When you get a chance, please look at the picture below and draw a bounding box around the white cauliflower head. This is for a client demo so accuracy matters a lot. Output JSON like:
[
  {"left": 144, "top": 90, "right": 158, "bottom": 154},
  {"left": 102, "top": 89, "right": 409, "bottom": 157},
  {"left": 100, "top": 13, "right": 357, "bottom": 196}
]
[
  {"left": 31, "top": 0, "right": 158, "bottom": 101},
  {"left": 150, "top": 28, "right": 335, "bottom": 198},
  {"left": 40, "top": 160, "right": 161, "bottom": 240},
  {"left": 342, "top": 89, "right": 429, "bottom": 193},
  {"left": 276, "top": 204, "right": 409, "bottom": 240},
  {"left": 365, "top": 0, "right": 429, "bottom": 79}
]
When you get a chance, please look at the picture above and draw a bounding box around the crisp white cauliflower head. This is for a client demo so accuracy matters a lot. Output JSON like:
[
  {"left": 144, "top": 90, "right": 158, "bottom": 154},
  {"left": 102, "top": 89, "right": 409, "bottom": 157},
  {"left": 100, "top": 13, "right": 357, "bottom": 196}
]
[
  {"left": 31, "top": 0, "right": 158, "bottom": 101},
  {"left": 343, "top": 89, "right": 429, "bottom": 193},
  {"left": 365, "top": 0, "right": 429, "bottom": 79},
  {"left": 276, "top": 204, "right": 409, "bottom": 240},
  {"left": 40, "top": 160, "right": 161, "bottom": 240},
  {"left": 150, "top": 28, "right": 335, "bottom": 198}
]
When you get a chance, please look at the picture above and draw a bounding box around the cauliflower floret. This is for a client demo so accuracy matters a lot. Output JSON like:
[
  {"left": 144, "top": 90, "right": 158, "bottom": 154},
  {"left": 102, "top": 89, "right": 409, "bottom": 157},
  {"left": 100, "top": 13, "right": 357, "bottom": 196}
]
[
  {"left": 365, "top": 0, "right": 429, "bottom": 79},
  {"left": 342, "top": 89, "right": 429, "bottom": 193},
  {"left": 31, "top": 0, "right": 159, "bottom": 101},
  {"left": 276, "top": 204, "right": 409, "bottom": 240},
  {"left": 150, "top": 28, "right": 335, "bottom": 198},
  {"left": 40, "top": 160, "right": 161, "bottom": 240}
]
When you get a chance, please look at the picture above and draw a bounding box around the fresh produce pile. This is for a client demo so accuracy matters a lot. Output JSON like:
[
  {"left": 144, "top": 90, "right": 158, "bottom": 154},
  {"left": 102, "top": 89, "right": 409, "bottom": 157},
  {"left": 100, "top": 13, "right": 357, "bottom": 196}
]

===

### Your instructions
The whole of the data must be given back word for word.

### Answer area
When you get a chance, please look at the picture below and draw a bounding box around the white cauliflower head. This is for a client demo so accuracy matters a lot. Output JSON like:
[
  {"left": 144, "top": 90, "right": 158, "bottom": 154},
  {"left": 102, "top": 89, "right": 409, "bottom": 157},
  {"left": 100, "top": 13, "right": 357, "bottom": 196}
]
[
  {"left": 31, "top": 0, "right": 158, "bottom": 101},
  {"left": 150, "top": 28, "right": 335, "bottom": 198},
  {"left": 40, "top": 160, "right": 161, "bottom": 240},
  {"left": 342, "top": 89, "right": 429, "bottom": 193},
  {"left": 276, "top": 204, "right": 409, "bottom": 240},
  {"left": 365, "top": 0, "right": 429, "bottom": 79}
]
When you get a chance, please look at the picture above and draw a bounding box around the crisp white cauliflower head. This is for a client demo so accuracy matters a lot. Output JSON like:
[
  {"left": 144, "top": 90, "right": 158, "bottom": 154},
  {"left": 102, "top": 89, "right": 409, "bottom": 157},
  {"left": 100, "top": 13, "right": 357, "bottom": 196}
]
[
  {"left": 31, "top": 0, "right": 158, "bottom": 101},
  {"left": 343, "top": 89, "right": 429, "bottom": 193},
  {"left": 365, "top": 0, "right": 429, "bottom": 79},
  {"left": 276, "top": 204, "right": 409, "bottom": 240},
  {"left": 40, "top": 160, "right": 161, "bottom": 240},
  {"left": 150, "top": 28, "right": 335, "bottom": 198}
]
When you get a chance, please look at the picture above and draw a bounding box around the cauliflower floret. This is for a client demo so accuracy matters a lot. Output JSON like:
[
  {"left": 144, "top": 90, "right": 158, "bottom": 154},
  {"left": 102, "top": 89, "right": 409, "bottom": 157},
  {"left": 100, "top": 13, "right": 357, "bottom": 196}
]
[
  {"left": 365, "top": 0, "right": 429, "bottom": 79},
  {"left": 342, "top": 89, "right": 429, "bottom": 193},
  {"left": 31, "top": 0, "right": 159, "bottom": 101},
  {"left": 276, "top": 204, "right": 409, "bottom": 240},
  {"left": 150, "top": 28, "right": 335, "bottom": 198},
  {"left": 40, "top": 160, "right": 161, "bottom": 240}
]
When you get a chance, please look at the picture above and draw a bounding box around the fresh produce pile. This is for a client demo so accuracy matters a lot. Output JSON like:
[
  {"left": 144, "top": 90, "right": 158, "bottom": 154},
  {"left": 102, "top": 89, "right": 409, "bottom": 157},
  {"left": 100, "top": 13, "right": 357, "bottom": 196}
]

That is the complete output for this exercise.